Stated goal -
Select every line of the items below that contains the word "white", and copy each of those lines.

[Collection entries]
-- begin --

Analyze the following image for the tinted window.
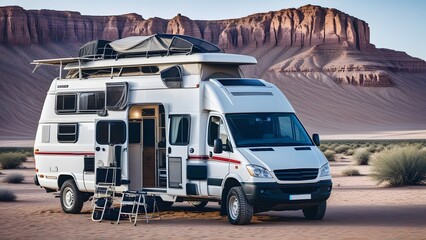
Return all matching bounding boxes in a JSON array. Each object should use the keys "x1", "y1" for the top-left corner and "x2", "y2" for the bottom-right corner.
[
  {"x1": 58, "y1": 123, "x2": 78, "y2": 143},
  {"x1": 96, "y1": 121, "x2": 126, "y2": 144},
  {"x1": 129, "y1": 122, "x2": 141, "y2": 143},
  {"x1": 56, "y1": 94, "x2": 77, "y2": 113},
  {"x1": 170, "y1": 115, "x2": 189, "y2": 145},
  {"x1": 106, "y1": 82, "x2": 128, "y2": 111},
  {"x1": 207, "y1": 116, "x2": 228, "y2": 151},
  {"x1": 226, "y1": 113, "x2": 313, "y2": 147},
  {"x1": 78, "y1": 92, "x2": 105, "y2": 112}
]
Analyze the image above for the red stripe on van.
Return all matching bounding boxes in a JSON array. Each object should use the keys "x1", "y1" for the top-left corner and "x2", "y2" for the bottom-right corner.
[
  {"x1": 188, "y1": 155, "x2": 209, "y2": 160},
  {"x1": 34, "y1": 152, "x2": 95, "y2": 156},
  {"x1": 188, "y1": 155, "x2": 241, "y2": 164}
]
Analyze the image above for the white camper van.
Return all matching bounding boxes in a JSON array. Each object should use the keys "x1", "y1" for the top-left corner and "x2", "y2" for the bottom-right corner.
[{"x1": 33, "y1": 34, "x2": 332, "y2": 224}]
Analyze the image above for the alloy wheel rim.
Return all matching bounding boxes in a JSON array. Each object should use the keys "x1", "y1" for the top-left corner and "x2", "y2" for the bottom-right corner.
[{"x1": 63, "y1": 188, "x2": 74, "y2": 208}]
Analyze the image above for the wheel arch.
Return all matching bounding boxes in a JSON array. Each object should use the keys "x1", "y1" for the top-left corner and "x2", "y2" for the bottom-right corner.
[
  {"x1": 58, "y1": 173, "x2": 78, "y2": 190},
  {"x1": 220, "y1": 176, "x2": 241, "y2": 216}
]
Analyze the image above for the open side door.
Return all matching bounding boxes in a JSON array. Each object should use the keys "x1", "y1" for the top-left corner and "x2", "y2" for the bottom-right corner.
[
  {"x1": 167, "y1": 114, "x2": 191, "y2": 196},
  {"x1": 95, "y1": 120, "x2": 128, "y2": 186}
]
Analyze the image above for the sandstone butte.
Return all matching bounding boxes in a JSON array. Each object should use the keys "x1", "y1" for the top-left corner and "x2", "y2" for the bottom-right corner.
[
  {"x1": 0, "y1": 5, "x2": 426, "y2": 141},
  {"x1": 0, "y1": 5, "x2": 426, "y2": 87}
]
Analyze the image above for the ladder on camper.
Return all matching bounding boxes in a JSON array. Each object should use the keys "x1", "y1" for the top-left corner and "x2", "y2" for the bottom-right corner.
[{"x1": 92, "y1": 167, "x2": 117, "y2": 222}]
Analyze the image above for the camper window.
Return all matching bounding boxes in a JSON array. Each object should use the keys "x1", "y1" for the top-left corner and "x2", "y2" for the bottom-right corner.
[
  {"x1": 58, "y1": 123, "x2": 78, "y2": 143},
  {"x1": 170, "y1": 115, "x2": 190, "y2": 145},
  {"x1": 106, "y1": 82, "x2": 129, "y2": 111},
  {"x1": 78, "y1": 92, "x2": 105, "y2": 112},
  {"x1": 96, "y1": 121, "x2": 126, "y2": 145},
  {"x1": 56, "y1": 94, "x2": 77, "y2": 113},
  {"x1": 207, "y1": 116, "x2": 229, "y2": 151}
]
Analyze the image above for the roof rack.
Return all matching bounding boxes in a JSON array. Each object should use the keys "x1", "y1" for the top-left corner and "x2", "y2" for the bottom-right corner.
[{"x1": 31, "y1": 34, "x2": 220, "y2": 79}]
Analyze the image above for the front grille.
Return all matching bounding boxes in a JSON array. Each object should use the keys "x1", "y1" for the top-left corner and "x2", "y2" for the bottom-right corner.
[
  {"x1": 274, "y1": 168, "x2": 318, "y2": 181},
  {"x1": 281, "y1": 187, "x2": 318, "y2": 194}
]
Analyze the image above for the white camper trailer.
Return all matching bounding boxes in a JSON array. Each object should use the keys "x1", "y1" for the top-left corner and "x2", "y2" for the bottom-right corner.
[{"x1": 33, "y1": 34, "x2": 332, "y2": 224}]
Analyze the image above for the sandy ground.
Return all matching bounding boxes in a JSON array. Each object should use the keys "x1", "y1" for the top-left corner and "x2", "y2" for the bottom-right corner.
[{"x1": 0, "y1": 159, "x2": 426, "y2": 239}]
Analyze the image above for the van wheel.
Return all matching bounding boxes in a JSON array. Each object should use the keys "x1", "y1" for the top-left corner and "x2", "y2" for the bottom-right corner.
[
  {"x1": 226, "y1": 186, "x2": 253, "y2": 225},
  {"x1": 188, "y1": 201, "x2": 209, "y2": 209},
  {"x1": 61, "y1": 179, "x2": 84, "y2": 213},
  {"x1": 303, "y1": 201, "x2": 327, "y2": 220}
]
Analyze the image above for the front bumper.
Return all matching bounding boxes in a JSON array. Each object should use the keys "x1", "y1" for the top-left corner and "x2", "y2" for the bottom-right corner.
[{"x1": 242, "y1": 180, "x2": 333, "y2": 211}]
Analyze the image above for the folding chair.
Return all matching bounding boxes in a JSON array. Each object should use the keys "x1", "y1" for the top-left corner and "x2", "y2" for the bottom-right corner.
[{"x1": 117, "y1": 191, "x2": 149, "y2": 226}]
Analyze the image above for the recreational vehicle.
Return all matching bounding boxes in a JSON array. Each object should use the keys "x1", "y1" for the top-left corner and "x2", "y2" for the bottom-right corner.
[{"x1": 33, "y1": 34, "x2": 332, "y2": 224}]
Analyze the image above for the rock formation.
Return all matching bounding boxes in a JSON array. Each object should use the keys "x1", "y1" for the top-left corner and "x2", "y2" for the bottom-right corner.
[
  {"x1": 0, "y1": 5, "x2": 426, "y2": 144},
  {"x1": 0, "y1": 5, "x2": 426, "y2": 87},
  {"x1": 0, "y1": 5, "x2": 370, "y2": 50}
]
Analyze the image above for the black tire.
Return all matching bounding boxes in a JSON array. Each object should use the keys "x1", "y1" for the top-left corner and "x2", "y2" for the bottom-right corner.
[
  {"x1": 226, "y1": 186, "x2": 253, "y2": 225},
  {"x1": 303, "y1": 201, "x2": 327, "y2": 220},
  {"x1": 188, "y1": 201, "x2": 209, "y2": 209},
  {"x1": 61, "y1": 179, "x2": 85, "y2": 213}
]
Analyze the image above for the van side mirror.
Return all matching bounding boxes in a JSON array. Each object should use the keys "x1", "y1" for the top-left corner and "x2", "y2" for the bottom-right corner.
[
  {"x1": 213, "y1": 138, "x2": 223, "y2": 153},
  {"x1": 312, "y1": 133, "x2": 321, "y2": 146}
]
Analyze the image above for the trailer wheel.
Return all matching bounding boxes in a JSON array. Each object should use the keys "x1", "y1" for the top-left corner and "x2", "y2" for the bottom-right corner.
[
  {"x1": 188, "y1": 201, "x2": 209, "y2": 209},
  {"x1": 226, "y1": 186, "x2": 253, "y2": 225},
  {"x1": 303, "y1": 201, "x2": 327, "y2": 220},
  {"x1": 61, "y1": 179, "x2": 84, "y2": 213}
]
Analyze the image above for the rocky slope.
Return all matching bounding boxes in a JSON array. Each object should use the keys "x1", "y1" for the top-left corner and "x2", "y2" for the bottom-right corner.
[{"x1": 0, "y1": 5, "x2": 426, "y2": 142}]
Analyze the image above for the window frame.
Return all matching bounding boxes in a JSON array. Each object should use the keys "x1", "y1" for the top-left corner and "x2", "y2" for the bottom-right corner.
[
  {"x1": 169, "y1": 114, "x2": 191, "y2": 146},
  {"x1": 95, "y1": 120, "x2": 128, "y2": 145},
  {"x1": 56, "y1": 122, "x2": 78, "y2": 143},
  {"x1": 80, "y1": 91, "x2": 106, "y2": 113}
]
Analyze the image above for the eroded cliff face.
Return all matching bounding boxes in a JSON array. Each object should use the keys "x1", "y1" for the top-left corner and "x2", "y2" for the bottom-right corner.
[{"x1": 0, "y1": 5, "x2": 370, "y2": 50}]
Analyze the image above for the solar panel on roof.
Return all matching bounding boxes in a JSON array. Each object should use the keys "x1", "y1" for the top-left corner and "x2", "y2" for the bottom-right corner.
[{"x1": 217, "y1": 79, "x2": 265, "y2": 87}]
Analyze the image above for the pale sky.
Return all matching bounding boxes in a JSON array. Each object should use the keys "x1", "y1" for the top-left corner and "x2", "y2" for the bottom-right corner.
[{"x1": 0, "y1": 0, "x2": 426, "y2": 60}]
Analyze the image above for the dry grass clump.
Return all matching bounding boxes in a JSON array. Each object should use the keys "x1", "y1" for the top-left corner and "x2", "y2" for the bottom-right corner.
[
  {"x1": 342, "y1": 168, "x2": 361, "y2": 176},
  {"x1": 0, "y1": 152, "x2": 27, "y2": 169},
  {"x1": 371, "y1": 146, "x2": 426, "y2": 186},
  {"x1": 352, "y1": 148, "x2": 371, "y2": 165},
  {"x1": 324, "y1": 150, "x2": 336, "y2": 161},
  {"x1": 3, "y1": 173, "x2": 25, "y2": 183},
  {"x1": 0, "y1": 188, "x2": 16, "y2": 202},
  {"x1": 334, "y1": 145, "x2": 350, "y2": 153},
  {"x1": 345, "y1": 149, "x2": 355, "y2": 156}
]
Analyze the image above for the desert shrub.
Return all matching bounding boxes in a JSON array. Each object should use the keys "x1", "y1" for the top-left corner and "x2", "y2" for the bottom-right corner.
[
  {"x1": 324, "y1": 150, "x2": 336, "y2": 161},
  {"x1": 345, "y1": 149, "x2": 355, "y2": 156},
  {"x1": 334, "y1": 145, "x2": 349, "y2": 153},
  {"x1": 352, "y1": 148, "x2": 371, "y2": 165},
  {"x1": 320, "y1": 145, "x2": 328, "y2": 152},
  {"x1": 372, "y1": 146, "x2": 426, "y2": 186},
  {"x1": 3, "y1": 173, "x2": 24, "y2": 183},
  {"x1": 328, "y1": 143, "x2": 339, "y2": 150},
  {"x1": 342, "y1": 168, "x2": 361, "y2": 176},
  {"x1": 367, "y1": 146, "x2": 377, "y2": 153},
  {"x1": 0, "y1": 188, "x2": 16, "y2": 202},
  {"x1": 0, "y1": 152, "x2": 26, "y2": 169},
  {"x1": 24, "y1": 152, "x2": 34, "y2": 157}
]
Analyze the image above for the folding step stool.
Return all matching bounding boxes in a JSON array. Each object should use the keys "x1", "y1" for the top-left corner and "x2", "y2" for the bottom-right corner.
[
  {"x1": 117, "y1": 191, "x2": 161, "y2": 226},
  {"x1": 92, "y1": 183, "x2": 115, "y2": 222}
]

-- end --

Finished task -
Analyze the image above for the white camper van.
Analyze the image above for the white camper trailer.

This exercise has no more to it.